• **TASK SET**:
a. Decide whether each statement agrees with the forum thread about the smoker, answering yes or no and quoting the deciding words of the thread: (i) Keith98584's smoker has 5 racks; (ii) Keith98584 smoked trout faster in the new smoker than in a Little Chief; (iii) Rings Я Us asked for a picture of the heating elements.
b. Print the passage of the forum thread about the smoker from "No complaints, came" to "chicken I think.".

• **QUOTED TEXT**:
Yeah, they sent me this email

Cool. Now you can do a full report when you get it..
Did you get the Home Depot one? It says 5 racks it has.


----------



## Rings Я Us (Mar 13, 2018)

I would like to see the inside. With and without the chip tray and water pan. And a pic of the heating elements


----------



## Keith98584 (Mar 13, 2018)

gmc2003 said:


> Thanks for the info. Good to know. How's it working out for ya - any complaints or compliments?
> 
> Chris


No complaints, came well packed, assembly easy, racks can be moved easily, smoked the trout quicker than my Little Chief.  Next up is some chicken I think.


----------



## Keith98584 (Mar 13, 2018)

Rings Я Us said:


> Yeah, they sent me this email
> 
> Cool. Now you can do a full report when you get it..
> Did you get the Home Depot one? It says 5 racks it has.
> ...


The one I got was the Series 2 and it has 3 racks.  I took a bunch of photos during the assembly, I will add them if I can figure out how to post them.


----------



## rablack21 (Mar 23, 2018)

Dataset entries
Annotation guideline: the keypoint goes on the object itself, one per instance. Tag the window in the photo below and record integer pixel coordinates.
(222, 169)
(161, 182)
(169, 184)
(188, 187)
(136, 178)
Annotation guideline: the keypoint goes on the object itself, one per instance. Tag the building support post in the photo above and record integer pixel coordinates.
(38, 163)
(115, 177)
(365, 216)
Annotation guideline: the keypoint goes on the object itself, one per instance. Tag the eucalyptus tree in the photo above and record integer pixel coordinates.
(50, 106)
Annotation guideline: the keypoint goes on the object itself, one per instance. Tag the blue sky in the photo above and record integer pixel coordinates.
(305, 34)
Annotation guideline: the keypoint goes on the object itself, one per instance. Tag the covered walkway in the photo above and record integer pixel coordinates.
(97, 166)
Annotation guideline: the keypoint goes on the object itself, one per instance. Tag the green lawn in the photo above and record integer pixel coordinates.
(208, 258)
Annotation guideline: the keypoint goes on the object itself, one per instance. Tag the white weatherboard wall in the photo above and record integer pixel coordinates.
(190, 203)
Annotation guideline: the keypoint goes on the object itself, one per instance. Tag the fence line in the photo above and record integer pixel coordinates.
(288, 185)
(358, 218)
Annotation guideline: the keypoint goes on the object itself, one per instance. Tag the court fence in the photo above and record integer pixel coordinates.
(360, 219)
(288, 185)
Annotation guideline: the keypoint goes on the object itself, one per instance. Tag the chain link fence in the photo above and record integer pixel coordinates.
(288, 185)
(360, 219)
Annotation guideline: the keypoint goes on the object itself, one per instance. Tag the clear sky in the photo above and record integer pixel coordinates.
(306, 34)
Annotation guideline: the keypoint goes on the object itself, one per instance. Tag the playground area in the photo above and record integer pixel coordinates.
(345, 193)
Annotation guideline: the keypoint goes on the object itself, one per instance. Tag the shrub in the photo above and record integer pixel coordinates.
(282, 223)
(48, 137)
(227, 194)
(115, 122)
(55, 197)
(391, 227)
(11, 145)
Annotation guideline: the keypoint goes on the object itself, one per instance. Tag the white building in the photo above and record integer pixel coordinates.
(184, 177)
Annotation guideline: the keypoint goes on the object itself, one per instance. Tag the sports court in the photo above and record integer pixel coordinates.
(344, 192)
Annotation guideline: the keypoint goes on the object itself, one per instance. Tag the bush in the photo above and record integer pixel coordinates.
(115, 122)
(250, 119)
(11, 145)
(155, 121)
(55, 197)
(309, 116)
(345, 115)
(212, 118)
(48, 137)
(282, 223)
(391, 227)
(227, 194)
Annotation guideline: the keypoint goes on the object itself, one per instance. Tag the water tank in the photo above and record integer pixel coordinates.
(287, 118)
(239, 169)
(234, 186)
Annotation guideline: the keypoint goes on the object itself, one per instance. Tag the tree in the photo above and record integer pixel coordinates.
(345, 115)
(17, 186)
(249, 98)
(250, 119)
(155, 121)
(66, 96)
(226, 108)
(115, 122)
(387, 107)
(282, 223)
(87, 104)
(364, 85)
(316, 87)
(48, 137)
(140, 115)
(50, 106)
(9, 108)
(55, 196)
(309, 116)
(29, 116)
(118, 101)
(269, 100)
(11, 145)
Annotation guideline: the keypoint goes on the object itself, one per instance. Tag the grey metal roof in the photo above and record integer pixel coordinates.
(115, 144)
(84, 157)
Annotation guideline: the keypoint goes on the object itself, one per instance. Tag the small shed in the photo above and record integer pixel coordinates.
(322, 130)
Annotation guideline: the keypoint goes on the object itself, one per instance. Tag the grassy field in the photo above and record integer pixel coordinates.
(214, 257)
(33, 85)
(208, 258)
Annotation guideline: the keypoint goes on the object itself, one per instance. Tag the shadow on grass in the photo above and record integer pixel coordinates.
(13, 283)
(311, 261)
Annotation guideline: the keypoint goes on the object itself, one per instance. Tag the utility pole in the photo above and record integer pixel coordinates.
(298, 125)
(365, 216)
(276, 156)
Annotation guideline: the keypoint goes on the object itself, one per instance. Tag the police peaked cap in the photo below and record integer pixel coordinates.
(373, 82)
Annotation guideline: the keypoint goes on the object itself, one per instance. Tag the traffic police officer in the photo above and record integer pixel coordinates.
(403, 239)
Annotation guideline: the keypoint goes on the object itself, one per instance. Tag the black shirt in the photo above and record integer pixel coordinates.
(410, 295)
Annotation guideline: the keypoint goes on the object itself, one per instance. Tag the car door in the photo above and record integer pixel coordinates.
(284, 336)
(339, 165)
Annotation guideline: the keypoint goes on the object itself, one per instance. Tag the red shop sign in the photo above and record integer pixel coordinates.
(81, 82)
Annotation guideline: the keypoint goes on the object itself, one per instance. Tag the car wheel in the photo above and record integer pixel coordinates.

• **FULL ANSWERS**:
a.
(i) No: "The one I got was the Series 2 and it has 3 racks."
(ii) Yes: "smoked the trout quicker than my Little Chief."
(iii) Yes: "And a pic of the heating elements"

b.
No complaints, came well packed, assembly easy, racks can be moved easily, smoked the trout quicker than my Little Chief.  Next up is some chicken I think.